| Try it |
Send back exactly the lines from the opening line of the records below through the one with "169 109 L 223".

| Extracted data |
━━━━━━━━━━━━━━━━━━━━
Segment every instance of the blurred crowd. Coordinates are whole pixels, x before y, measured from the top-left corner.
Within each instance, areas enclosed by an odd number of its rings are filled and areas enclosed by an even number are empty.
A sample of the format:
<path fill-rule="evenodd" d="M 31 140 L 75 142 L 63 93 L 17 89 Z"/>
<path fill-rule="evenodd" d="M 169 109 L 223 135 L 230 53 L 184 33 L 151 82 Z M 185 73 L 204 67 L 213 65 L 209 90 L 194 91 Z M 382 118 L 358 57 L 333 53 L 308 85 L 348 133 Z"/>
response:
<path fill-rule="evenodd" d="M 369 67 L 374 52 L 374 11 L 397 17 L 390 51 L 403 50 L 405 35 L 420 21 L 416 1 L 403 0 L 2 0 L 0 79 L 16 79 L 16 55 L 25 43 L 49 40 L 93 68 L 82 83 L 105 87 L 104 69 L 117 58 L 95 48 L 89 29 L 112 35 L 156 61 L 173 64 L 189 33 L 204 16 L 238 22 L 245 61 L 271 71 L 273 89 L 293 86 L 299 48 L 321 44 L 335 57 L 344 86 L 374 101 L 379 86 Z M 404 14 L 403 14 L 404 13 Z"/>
━━━━━━━━━━━━━━━━━━━━
| Response below |
Segment every instance of the blurred crowd. Coordinates are whole pixels, x before y, measured from the top-left corner.
Within each instance, areas enclosed by an odd number of its rings are filled and areas enclosed by an even number are empty.
A sample of the format:
<path fill-rule="evenodd" d="M 31 140 L 75 142 L 63 93 L 17 89 Z"/>
<path fill-rule="evenodd" d="M 169 109 L 223 135 L 230 53 L 184 33 L 151 82 Z M 185 73 L 204 67 L 213 65 L 209 90 L 194 91 Z M 382 118 L 358 57 L 333 53 L 308 85 L 348 133 Z"/>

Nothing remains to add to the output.